TASK GOAL: Skip every picture, and copy exactly the lines from the one containing "the blurred stone" to the end of the data.

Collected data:

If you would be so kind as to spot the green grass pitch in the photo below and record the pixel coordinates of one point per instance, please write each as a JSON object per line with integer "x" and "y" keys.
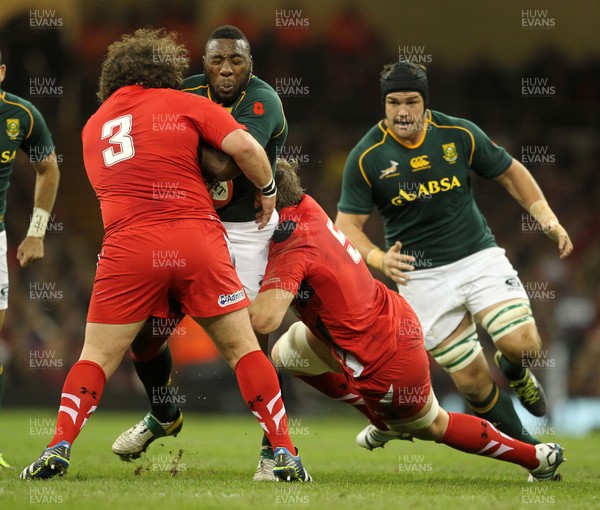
{"x": 210, "y": 465}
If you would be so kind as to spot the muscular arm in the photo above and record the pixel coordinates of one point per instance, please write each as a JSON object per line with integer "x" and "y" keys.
{"x": 46, "y": 187}
{"x": 392, "y": 263}
{"x": 268, "y": 309}
{"x": 252, "y": 160}
{"x": 217, "y": 164}
{"x": 521, "y": 185}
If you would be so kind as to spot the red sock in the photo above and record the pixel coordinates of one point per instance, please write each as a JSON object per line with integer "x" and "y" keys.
{"x": 336, "y": 386}
{"x": 260, "y": 389}
{"x": 475, "y": 435}
{"x": 80, "y": 396}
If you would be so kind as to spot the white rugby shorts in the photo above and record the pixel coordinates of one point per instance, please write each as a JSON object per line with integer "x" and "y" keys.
{"x": 442, "y": 296}
{"x": 250, "y": 250}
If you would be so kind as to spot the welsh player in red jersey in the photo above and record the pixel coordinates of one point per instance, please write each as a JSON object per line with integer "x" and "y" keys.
{"x": 352, "y": 321}
{"x": 163, "y": 238}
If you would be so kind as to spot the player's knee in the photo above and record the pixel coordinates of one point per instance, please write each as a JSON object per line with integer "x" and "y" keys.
{"x": 512, "y": 323}
{"x": 293, "y": 353}
{"x": 151, "y": 340}
{"x": 460, "y": 352}
{"x": 423, "y": 424}
{"x": 523, "y": 345}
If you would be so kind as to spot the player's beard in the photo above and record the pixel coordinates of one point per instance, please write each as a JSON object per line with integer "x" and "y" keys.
{"x": 227, "y": 98}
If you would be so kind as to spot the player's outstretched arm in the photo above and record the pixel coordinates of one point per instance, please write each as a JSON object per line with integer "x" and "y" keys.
{"x": 521, "y": 185}
{"x": 392, "y": 263}
{"x": 253, "y": 161}
{"x": 219, "y": 165}
{"x": 46, "y": 187}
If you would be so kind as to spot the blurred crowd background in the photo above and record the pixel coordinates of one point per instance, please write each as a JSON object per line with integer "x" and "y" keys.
{"x": 324, "y": 61}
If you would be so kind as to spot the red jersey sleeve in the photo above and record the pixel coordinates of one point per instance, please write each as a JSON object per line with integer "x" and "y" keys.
{"x": 212, "y": 120}
{"x": 289, "y": 259}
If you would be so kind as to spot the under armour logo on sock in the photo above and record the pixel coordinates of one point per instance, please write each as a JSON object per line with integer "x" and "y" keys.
{"x": 484, "y": 434}
{"x": 84, "y": 391}
{"x": 258, "y": 399}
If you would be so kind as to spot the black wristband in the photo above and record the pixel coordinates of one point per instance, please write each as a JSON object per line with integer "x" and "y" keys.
{"x": 270, "y": 189}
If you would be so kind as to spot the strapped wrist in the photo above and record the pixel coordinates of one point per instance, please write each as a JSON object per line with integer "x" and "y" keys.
{"x": 270, "y": 189}
{"x": 39, "y": 222}
{"x": 375, "y": 258}
{"x": 543, "y": 214}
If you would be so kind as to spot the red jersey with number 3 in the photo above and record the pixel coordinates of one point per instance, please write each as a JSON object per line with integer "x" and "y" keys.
{"x": 335, "y": 294}
{"x": 140, "y": 151}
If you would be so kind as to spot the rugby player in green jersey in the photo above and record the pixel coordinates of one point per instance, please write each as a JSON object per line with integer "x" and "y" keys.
{"x": 23, "y": 127}
{"x": 415, "y": 167}
{"x": 227, "y": 80}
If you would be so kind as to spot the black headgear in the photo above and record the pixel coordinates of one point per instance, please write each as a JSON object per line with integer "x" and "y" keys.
{"x": 404, "y": 77}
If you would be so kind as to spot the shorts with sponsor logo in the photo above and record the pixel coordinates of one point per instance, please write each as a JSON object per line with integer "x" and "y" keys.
{"x": 141, "y": 269}
{"x": 3, "y": 272}
{"x": 399, "y": 388}
{"x": 442, "y": 296}
{"x": 250, "y": 248}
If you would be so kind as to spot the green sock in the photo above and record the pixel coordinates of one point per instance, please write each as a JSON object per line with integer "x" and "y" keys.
{"x": 498, "y": 409}
{"x": 512, "y": 371}
{"x": 155, "y": 376}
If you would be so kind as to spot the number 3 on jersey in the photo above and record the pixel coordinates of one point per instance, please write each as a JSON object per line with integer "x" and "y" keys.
{"x": 121, "y": 143}
{"x": 352, "y": 251}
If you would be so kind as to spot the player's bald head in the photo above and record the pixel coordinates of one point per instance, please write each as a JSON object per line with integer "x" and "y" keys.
{"x": 228, "y": 32}
{"x": 289, "y": 187}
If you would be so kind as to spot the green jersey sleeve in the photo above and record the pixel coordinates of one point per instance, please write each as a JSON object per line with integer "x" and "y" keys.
{"x": 38, "y": 143}
{"x": 357, "y": 193}
{"x": 489, "y": 160}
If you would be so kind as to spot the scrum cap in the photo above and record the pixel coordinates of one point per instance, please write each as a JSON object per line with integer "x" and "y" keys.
{"x": 403, "y": 77}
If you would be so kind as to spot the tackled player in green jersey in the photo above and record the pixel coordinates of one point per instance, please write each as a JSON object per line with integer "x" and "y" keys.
{"x": 23, "y": 128}
{"x": 257, "y": 107}
{"x": 227, "y": 80}
{"x": 415, "y": 168}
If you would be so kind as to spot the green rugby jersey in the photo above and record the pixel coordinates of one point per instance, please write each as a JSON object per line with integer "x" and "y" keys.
{"x": 423, "y": 191}
{"x": 21, "y": 127}
{"x": 260, "y": 110}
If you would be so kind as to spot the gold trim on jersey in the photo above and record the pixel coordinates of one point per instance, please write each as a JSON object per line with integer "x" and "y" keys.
{"x": 3, "y": 98}
{"x": 196, "y": 88}
{"x": 360, "y": 167}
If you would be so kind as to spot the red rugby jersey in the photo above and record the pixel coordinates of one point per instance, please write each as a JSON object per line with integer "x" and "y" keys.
{"x": 140, "y": 151}
{"x": 335, "y": 294}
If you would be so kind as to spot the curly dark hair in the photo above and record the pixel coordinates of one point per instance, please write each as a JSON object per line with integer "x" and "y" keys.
{"x": 289, "y": 188}
{"x": 149, "y": 57}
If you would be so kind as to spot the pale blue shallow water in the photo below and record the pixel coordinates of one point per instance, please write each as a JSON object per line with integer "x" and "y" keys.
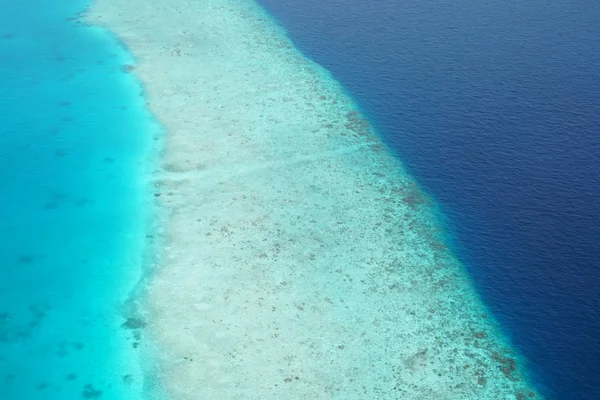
{"x": 74, "y": 140}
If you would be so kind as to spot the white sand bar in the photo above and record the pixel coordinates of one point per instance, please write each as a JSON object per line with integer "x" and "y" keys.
{"x": 300, "y": 260}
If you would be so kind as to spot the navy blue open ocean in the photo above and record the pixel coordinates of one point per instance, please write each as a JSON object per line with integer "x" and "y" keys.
{"x": 494, "y": 106}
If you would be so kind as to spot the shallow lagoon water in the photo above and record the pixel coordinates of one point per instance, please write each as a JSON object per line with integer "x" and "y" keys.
{"x": 494, "y": 108}
{"x": 74, "y": 143}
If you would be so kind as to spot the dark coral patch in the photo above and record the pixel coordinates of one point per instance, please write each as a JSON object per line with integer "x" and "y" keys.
{"x": 90, "y": 393}
{"x": 133, "y": 323}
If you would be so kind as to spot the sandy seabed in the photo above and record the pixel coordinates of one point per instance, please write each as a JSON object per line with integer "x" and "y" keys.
{"x": 299, "y": 260}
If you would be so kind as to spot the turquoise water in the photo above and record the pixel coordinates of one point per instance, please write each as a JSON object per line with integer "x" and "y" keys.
{"x": 74, "y": 143}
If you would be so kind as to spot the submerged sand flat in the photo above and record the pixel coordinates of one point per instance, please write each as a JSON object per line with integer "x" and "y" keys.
{"x": 300, "y": 261}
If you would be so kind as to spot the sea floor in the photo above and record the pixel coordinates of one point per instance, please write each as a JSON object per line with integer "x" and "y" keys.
{"x": 75, "y": 144}
{"x": 299, "y": 260}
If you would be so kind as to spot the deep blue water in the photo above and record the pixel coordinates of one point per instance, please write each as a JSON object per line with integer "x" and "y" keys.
{"x": 495, "y": 107}
{"x": 73, "y": 140}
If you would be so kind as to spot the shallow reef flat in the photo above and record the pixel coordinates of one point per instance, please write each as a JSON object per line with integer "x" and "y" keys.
{"x": 300, "y": 261}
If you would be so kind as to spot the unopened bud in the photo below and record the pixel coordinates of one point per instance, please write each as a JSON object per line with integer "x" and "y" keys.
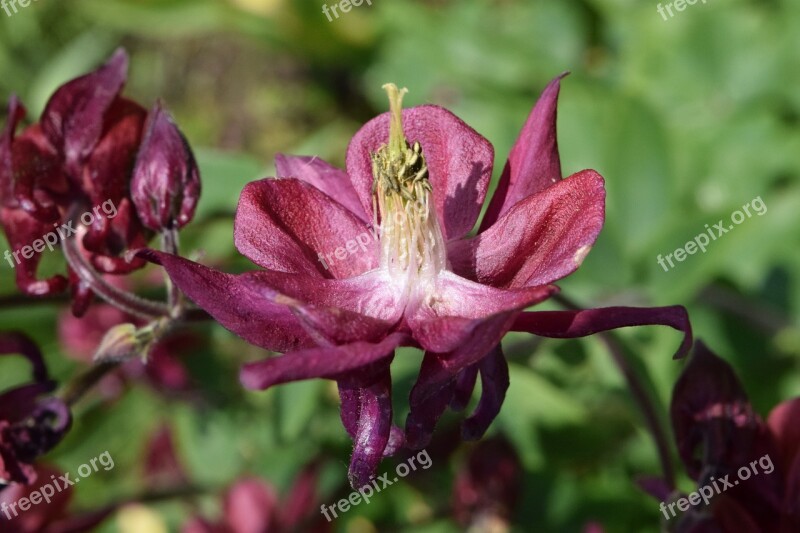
{"x": 166, "y": 182}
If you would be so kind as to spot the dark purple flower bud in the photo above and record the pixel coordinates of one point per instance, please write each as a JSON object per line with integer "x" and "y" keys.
{"x": 29, "y": 427}
{"x": 74, "y": 119}
{"x": 166, "y": 182}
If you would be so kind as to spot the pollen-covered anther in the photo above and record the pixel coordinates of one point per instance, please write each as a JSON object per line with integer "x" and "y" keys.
{"x": 411, "y": 240}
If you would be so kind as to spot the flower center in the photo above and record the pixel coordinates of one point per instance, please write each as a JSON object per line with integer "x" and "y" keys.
{"x": 411, "y": 240}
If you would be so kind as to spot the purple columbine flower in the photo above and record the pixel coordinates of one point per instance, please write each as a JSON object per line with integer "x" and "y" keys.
{"x": 718, "y": 434}
{"x": 404, "y": 271}
{"x": 30, "y": 426}
{"x": 57, "y": 173}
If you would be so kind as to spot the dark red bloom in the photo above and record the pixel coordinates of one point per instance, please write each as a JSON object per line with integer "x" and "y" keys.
{"x": 29, "y": 425}
{"x": 70, "y": 174}
{"x": 339, "y": 296}
{"x": 718, "y": 433}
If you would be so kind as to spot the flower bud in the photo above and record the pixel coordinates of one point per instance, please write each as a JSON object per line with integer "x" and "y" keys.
{"x": 166, "y": 182}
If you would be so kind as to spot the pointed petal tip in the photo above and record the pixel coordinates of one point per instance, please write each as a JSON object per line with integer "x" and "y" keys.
{"x": 148, "y": 254}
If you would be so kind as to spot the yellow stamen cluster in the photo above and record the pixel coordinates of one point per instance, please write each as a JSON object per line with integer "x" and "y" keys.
{"x": 410, "y": 236}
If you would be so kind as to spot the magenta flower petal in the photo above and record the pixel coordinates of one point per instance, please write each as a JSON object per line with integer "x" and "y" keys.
{"x": 374, "y": 425}
{"x": 784, "y": 423}
{"x": 287, "y": 224}
{"x": 235, "y": 304}
{"x": 711, "y": 410}
{"x": 73, "y": 119}
{"x": 428, "y": 400}
{"x": 105, "y": 176}
{"x": 328, "y": 362}
{"x": 351, "y": 393}
{"x": 251, "y": 506}
{"x": 332, "y": 181}
{"x": 494, "y": 384}
{"x": 585, "y": 322}
{"x": 534, "y": 164}
{"x": 541, "y": 239}
{"x": 459, "y": 162}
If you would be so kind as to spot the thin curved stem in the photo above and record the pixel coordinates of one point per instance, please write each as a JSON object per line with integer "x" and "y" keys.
{"x": 123, "y": 300}
{"x": 640, "y": 395}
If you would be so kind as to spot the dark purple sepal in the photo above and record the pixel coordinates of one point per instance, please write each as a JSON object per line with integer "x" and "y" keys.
{"x": 585, "y": 322}
{"x": 73, "y": 119}
{"x": 165, "y": 186}
{"x": 494, "y": 384}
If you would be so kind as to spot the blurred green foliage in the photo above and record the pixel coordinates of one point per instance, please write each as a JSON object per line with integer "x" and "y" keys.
{"x": 688, "y": 119}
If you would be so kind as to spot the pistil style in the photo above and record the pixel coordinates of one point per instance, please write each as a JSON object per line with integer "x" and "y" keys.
{"x": 411, "y": 240}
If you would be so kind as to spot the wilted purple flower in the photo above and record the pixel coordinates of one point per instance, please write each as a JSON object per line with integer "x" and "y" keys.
{"x": 166, "y": 183}
{"x": 79, "y": 157}
{"x": 29, "y": 426}
{"x": 717, "y": 434}
{"x": 339, "y": 301}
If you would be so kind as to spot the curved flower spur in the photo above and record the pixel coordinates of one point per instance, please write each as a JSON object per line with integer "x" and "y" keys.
{"x": 421, "y": 176}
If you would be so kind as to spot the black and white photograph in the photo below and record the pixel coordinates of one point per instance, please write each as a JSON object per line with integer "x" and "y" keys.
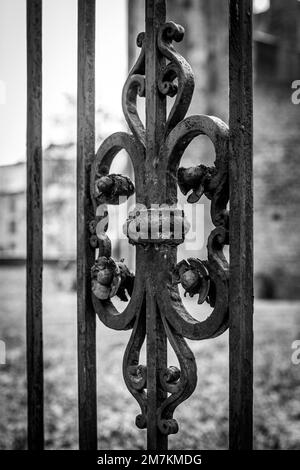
{"x": 149, "y": 231}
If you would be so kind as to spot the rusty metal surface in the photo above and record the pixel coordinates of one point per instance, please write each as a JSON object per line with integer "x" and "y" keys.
{"x": 86, "y": 325}
{"x": 241, "y": 226}
{"x": 155, "y": 312}
{"x": 34, "y": 262}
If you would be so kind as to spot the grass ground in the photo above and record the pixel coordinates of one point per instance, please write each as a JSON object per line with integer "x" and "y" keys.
{"x": 203, "y": 418}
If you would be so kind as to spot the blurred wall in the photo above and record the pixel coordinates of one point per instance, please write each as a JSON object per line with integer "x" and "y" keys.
{"x": 276, "y": 121}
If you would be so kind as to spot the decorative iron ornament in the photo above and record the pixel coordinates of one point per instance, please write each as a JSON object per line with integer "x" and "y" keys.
{"x": 155, "y": 310}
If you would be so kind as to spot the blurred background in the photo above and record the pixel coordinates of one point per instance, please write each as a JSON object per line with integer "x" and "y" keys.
{"x": 203, "y": 418}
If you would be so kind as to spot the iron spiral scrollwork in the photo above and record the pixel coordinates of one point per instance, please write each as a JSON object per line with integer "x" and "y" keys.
{"x": 156, "y": 264}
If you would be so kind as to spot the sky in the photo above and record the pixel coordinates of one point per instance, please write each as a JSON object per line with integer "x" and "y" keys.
{"x": 59, "y": 67}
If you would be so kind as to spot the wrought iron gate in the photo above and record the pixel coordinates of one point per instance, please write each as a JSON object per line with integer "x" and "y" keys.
{"x": 155, "y": 312}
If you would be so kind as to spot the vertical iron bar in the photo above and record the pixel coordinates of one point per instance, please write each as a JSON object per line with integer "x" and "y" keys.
{"x": 241, "y": 226}
{"x": 86, "y": 320}
{"x": 34, "y": 264}
{"x": 155, "y": 124}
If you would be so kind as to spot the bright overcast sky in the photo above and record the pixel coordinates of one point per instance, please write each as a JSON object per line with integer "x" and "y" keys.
{"x": 59, "y": 65}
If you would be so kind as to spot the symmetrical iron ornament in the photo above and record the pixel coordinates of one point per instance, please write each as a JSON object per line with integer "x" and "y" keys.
{"x": 155, "y": 310}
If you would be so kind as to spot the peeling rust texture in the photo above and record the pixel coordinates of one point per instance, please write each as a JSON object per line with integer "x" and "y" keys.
{"x": 155, "y": 312}
{"x": 34, "y": 322}
{"x": 85, "y": 253}
{"x": 241, "y": 226}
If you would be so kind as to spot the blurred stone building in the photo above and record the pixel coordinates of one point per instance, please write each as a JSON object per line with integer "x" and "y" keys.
{"x": 59, "y": 199}
{"x": 276, "y": 120}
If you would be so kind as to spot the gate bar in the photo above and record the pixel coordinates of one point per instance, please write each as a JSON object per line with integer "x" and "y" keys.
{"x": 34, "y": 262}
{"x": 86, "y": 319}
{"x": 241, "y": 225}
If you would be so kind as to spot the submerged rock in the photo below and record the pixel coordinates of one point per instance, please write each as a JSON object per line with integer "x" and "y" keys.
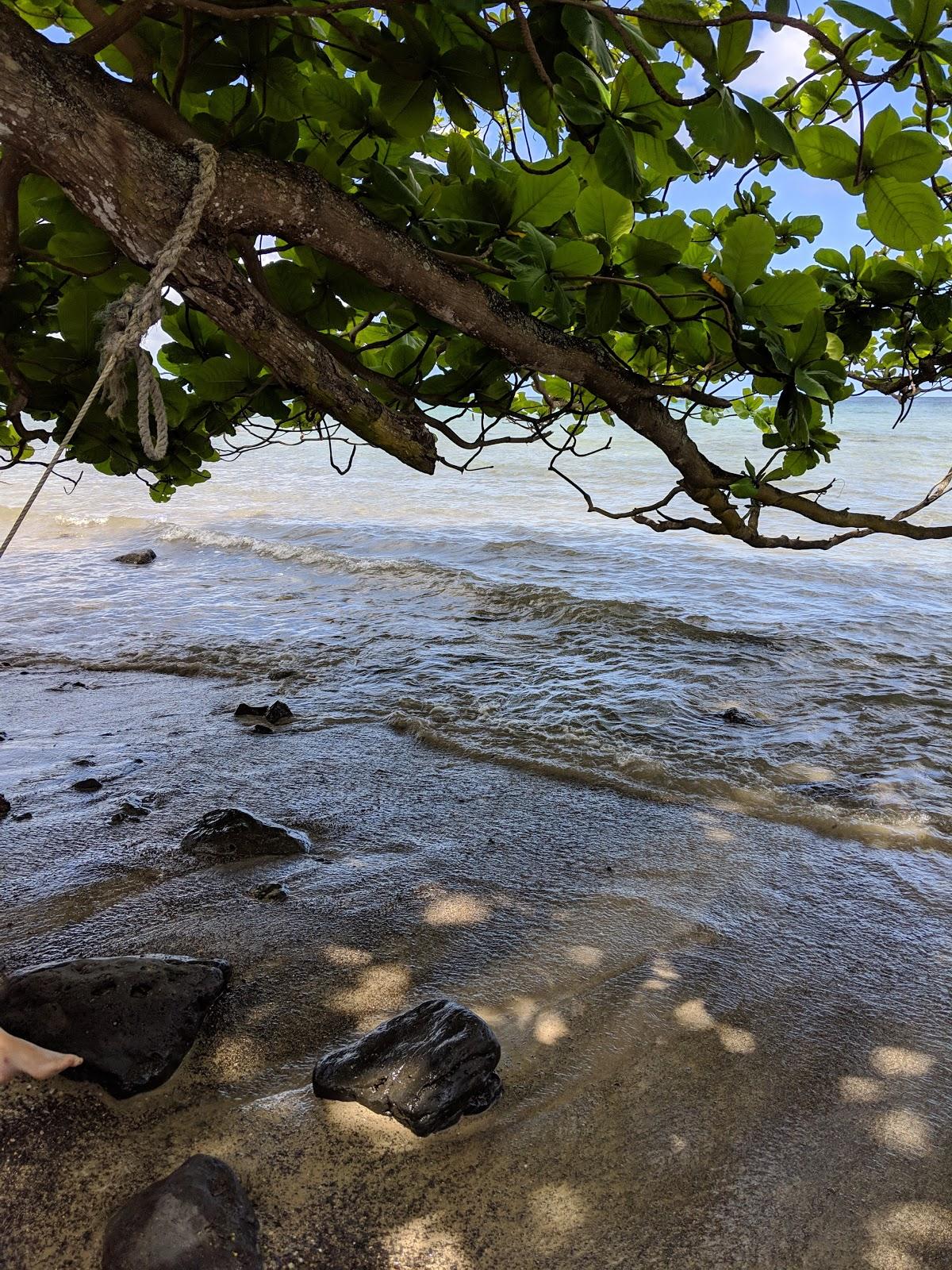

REPLY TO THE TASK:
If you would be so kind as to spot the blurred stone building in the photo above and record the pixel coordinates of one point per instance, please write each as a JSON object per line with integer "x" and "y" keys.
{"x": 59, "y": 199}
{"x": 276, "y": 120}
If you would be so kind as to spot the gate bar in the photo above and record the pixel coordinates of one point per instance, please write each as a JSON object per line with integer "x" and "y" keys.
{"x": 34, "y": 262}
{"x": 86, "y": 319}
{"x": 241, "y": 225}
If you would be so kind as to spot the submerged rock in the photo below and record the pixel coordinates of one point per instance, please write each as a JSON object per line with integer "x" and "y" keys.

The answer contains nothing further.